═════ Material ═════

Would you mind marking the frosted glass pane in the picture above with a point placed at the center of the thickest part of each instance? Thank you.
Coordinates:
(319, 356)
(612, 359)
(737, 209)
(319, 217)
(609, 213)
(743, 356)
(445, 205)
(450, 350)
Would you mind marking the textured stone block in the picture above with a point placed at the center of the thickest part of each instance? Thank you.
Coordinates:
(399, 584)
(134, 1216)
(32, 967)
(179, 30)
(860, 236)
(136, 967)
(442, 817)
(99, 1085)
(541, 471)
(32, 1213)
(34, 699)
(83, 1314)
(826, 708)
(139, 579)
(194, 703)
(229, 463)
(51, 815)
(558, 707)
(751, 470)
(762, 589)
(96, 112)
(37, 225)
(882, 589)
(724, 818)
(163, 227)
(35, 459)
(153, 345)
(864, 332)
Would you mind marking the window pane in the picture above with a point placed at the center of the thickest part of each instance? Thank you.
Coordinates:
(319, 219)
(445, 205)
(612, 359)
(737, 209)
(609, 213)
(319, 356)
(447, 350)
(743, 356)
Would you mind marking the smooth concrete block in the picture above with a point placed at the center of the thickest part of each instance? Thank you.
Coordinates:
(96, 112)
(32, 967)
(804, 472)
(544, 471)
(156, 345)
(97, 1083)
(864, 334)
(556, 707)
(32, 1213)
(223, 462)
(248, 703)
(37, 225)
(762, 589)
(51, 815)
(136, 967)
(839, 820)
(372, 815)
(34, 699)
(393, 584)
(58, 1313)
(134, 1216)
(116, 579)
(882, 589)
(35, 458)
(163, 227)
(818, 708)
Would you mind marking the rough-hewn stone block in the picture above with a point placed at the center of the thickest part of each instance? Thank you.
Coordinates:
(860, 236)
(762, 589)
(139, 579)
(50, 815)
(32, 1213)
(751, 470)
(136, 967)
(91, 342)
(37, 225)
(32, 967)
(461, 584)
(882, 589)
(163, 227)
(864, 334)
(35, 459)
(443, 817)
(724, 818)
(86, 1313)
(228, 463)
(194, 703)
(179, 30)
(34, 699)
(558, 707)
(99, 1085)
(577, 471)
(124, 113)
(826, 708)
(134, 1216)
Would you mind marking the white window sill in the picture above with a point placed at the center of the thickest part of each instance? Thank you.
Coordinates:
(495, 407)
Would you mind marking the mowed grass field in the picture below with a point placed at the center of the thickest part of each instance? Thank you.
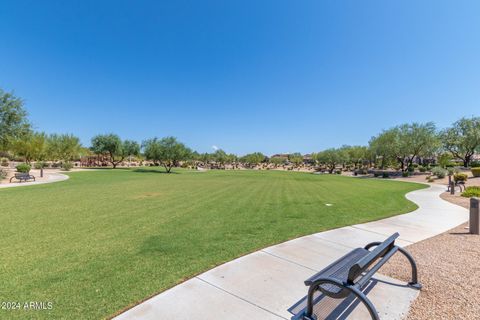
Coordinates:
(105, 240)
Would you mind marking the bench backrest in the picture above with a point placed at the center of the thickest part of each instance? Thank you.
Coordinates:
(21, 174)
(362, 265)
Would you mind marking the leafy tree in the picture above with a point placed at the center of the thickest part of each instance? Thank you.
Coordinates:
(462, 140)
(167, 151)
(252, 159)
(220, 157)
(31, 146)
(357, 155)
(13, 120)
(295, 158)
(65, 147)
(406, 142)
(112, 146)
(330, 158)
(131, 148)
(277, 161)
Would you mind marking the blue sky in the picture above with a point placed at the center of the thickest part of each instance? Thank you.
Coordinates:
(270, 76)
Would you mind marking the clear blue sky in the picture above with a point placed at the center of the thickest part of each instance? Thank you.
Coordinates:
(270, 76)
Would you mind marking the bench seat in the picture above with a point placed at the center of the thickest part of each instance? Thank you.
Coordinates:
(348, 280)
(338, 270)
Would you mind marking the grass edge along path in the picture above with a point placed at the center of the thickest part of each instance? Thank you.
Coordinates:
(103, 241)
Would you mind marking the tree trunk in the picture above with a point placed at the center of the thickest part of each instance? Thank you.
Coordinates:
(466, 160)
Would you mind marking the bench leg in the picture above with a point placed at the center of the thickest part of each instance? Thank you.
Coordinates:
(368, 304)
(414, 283)
(354, 290)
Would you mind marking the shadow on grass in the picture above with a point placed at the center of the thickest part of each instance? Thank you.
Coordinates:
(144, 170)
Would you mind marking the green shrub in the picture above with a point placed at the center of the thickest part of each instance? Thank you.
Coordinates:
(473, 191)
(476, 172)
(3, 174)
(23, 167)
(475, 164)
(39, 165)
(56, 165)
(67, 166)
(4, 162)
(460, 177)
(439, 172)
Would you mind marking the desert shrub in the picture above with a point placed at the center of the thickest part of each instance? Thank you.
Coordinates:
(460, 177)
(39, 165)
(4, 162)
(439, 172)
(473, 191)
(23, 167)
(475, 164)
(476, 172)
(67, 165)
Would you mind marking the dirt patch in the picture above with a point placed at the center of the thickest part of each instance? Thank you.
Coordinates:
(147, 195)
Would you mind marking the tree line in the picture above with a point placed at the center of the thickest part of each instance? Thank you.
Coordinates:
(398, 147)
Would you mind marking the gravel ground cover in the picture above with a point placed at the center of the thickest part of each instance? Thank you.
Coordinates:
(449, 270)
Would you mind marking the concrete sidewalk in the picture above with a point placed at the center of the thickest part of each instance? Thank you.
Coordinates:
(264, 284)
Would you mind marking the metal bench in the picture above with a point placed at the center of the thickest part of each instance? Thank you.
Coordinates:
(348, 277)
(22, 177)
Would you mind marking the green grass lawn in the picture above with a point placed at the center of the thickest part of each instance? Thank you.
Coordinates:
(105, 240)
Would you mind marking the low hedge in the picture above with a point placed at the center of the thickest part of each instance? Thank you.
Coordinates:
(476, 172)
(473, 191)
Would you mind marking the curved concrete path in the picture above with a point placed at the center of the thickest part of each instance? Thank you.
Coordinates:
(52, 177)
(264, 284)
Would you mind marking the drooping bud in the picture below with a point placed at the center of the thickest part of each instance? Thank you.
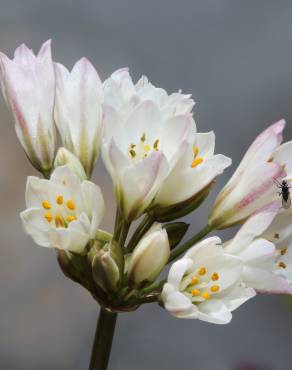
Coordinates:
(149, 257)
(65, 157)
(107, 266)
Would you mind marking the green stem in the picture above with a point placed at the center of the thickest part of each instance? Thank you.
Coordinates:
(184, 247)
(103, 340)
(144, 226)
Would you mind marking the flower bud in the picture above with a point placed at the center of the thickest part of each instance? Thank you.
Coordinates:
(107, 267)
(150, 256)
(65, 157)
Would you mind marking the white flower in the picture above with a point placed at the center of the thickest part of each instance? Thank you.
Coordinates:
(62, 212)
(205, 284)
(124, 96)
(259, 255)
(279, 233)
(141, 144)
(252, 186)
(28, 85)
(78, 110)
(195, 170)
(150, 256)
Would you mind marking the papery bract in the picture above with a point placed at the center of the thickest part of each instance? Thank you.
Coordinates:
(28, 85)
(205, 284)
(252, 186)
(78, 111)
(62, 212)
(150, 256)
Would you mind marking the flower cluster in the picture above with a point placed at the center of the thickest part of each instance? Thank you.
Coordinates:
(161, 169)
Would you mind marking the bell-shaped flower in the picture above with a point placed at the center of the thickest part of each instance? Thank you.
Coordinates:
(123, 95)
(252, 186)
(258, 254)
(205, 284)
(78, 111)
(62, 212)
(28, 86)
(140, 150)
(149, 257)
(195, 171)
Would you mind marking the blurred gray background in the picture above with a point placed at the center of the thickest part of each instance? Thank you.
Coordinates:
(235, 57)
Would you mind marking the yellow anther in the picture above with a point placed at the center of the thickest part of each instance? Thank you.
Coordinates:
(46, 204)
(59, 220)
(195, 150)
(202, 271)
(215, 276)
(197, 161)
(215, 288)
(71, 204)
(205, 295)
(59, 200)
(71, 218)
(155, 145)
(48, 216)
(282, 265)
(132, 153)
(195, 292)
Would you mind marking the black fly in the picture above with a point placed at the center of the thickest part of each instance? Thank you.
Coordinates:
(284, 193)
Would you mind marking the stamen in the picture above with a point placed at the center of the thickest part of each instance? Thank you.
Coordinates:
(132, 153)
(195, 292)
(205, 295)
(60, 222)
(195, 150)
(215, 288)
(48, 216)
(197, 161)
(155, 145)
(195, 280)
(59, 200)
(215, 276)
(202, 271)
(71, 218)
(46, 204)
(282, 265)
(71, 204)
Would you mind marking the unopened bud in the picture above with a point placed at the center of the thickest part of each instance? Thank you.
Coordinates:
(65, 157)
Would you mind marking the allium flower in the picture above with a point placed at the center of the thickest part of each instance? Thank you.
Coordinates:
(195, 170)
(259, 255)
(28, 85)
(124, 96)
(252, 186)
(150, 256)
(205, 284)
(142, 142)
(78, 110)
(279, 233)
(62, 212)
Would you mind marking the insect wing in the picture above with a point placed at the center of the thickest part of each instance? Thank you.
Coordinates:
(286, 203)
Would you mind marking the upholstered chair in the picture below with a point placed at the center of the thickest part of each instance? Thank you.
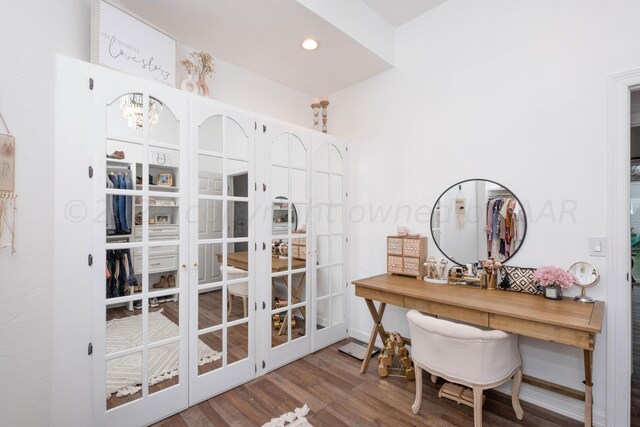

═════

* Direction: Extract every line of the records above that contains the word "green", matching case exactly.

* Response to the task:
Would you mind marking the green shrub in the picture above with a point placed at the center of the thickest part of each instance? Thank you.
Would you mind marking the green grass lawn in the picture above with a point placed at the center of the thickest part of each instance? Thank you.
Would you mind marking the green stem in the picture above with a point placed at the center of the thickest part of each instance? Thank you.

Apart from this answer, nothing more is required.